• [Fragmento del texto]
□ □ □ □ □ □ □

En todo caso, si el génesis cultural de nuestras sociedades occidentales comienza con los griegos, vale la pena indagar un poco sobre ellos, y esto a pesar de que generalizar resulta complicado dado que la Grecia Clásica no era una sociedad en sí sino una colección de ciudades-estados; sin embargo, sí se puede hablar de cierta homogeneidad cultural ya que estos se identificaban según la otredad de los foráneos a quienes tildaban de bárbaros, o sea, y de manera despectiva, gente que dice «bar-bar»: es decir, nuestros ancestros culturales eran más xenófobos que xenófilos. 

Tal vez el representante por antonomasia de la cultura helénica homogénea es el filósofo Aristóteles (384-322 a.C) y esto a pesar de que, en realidad, este no pertenecía al núcleo helénico sino a la periferia norteña: así que no era ni completamente griego ni bárbaro sino más bien un personaje bicultural, condición que siempre lo amenazaría en una sociedad como la griega. Según el clasicista británico Paul Cartledge, la ventaja especial de Aristóteles nace de la manera en que es capaz de centrar sus teorías políticas dentro de la mentalidad griega del momento: parece gozar de ciertos privilegios intelectuales que le ayudan a interpretar la identidad helénica y es posible que esto se deba a la perspectiva más amplia que le permite el acceso a más de una cultura.

□ □ □ □ □ □ □

• [Registros extraídos]
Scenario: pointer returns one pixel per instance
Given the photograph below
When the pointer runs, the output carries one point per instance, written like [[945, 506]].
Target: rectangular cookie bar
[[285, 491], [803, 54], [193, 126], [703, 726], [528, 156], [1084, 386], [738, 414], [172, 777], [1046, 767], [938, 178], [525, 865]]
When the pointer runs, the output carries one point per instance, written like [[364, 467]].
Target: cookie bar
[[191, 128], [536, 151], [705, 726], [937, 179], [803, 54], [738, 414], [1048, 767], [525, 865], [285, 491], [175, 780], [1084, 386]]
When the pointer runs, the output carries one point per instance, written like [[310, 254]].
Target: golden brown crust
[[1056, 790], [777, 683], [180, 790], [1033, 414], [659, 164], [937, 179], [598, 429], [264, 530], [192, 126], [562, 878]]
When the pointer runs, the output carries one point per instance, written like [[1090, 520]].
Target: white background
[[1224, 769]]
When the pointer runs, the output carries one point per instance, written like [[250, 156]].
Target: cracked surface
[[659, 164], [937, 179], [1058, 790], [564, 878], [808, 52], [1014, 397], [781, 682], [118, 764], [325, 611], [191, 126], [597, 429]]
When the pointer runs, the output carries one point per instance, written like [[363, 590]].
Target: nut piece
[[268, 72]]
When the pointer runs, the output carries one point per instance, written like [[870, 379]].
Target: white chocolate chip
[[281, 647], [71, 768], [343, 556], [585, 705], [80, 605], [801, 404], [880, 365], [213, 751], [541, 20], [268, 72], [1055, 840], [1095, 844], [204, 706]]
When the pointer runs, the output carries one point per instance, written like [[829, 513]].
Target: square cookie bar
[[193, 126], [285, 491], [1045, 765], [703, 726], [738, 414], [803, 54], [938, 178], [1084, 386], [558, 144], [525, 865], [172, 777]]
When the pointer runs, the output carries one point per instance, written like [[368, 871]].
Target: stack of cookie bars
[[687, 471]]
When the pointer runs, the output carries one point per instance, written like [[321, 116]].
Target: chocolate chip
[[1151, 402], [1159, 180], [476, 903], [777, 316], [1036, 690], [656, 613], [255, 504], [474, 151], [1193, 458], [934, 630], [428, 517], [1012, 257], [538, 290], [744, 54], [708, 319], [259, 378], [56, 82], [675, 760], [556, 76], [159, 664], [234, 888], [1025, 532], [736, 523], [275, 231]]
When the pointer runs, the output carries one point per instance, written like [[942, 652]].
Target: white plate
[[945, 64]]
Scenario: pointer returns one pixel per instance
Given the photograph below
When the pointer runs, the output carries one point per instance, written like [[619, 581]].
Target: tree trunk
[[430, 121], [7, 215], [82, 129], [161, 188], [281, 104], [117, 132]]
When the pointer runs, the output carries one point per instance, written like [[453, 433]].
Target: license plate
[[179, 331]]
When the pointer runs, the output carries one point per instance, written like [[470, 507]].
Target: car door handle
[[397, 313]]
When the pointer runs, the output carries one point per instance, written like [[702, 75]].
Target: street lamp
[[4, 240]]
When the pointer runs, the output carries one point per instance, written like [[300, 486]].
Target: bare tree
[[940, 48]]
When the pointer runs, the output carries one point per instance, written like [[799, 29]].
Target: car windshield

□ □ □ □ □ □ □

• [Qué harás]
1) Según el fragmento sobre los griegos y Aristóteles, ¿por qué puede hablarse de cierta homogeneidad cultural en la Grecia Clásica, aunque no fuera una sola sociedad? Responde en una a tres oraciones.
2) Multiplica por 1,95 las coordenadas de las respuestas en los registros que van desde la línea que contiene "like [[1090, 520]]." hasta la línea que contiene "[[268, 72]]", ambas incluidas, y redondea a enteros, con las mitades hacia arriba. Reescribe solo esas líneas completas, sin omitir ninguna y sin cambiar los números de muestra de formato.
Los registros no guardan ninguna relación con el fragmento.

• [Respuestas]
1) Puede hablarse de cierta homogeneidad cultural porque los griegos se identificaban por oposición a los extranjeros, a quienes llamaban despectivamente bárbaros, es decir, gente que dice «bar-bar».

2)
When the pointer runs, the output carries one point per instance, written like [[1090, 520]].
Target: white background
[[2387, 1500]]
When the pointer runs, the output carries one point per instance, written like [[250, 156]].
Target: cracked surface
[[1285, 320], [1827, 349], [2063, 1541], [1100, 1712], [1576, 101], [1977, 774], [1523, 1330], [230, 1490], [634, 1191], [372, 246], [1164, 837]]
When the pointer runs, the output carries one point per instance, written like [[363, 590]].
Target: nut piece
[[523, 140]]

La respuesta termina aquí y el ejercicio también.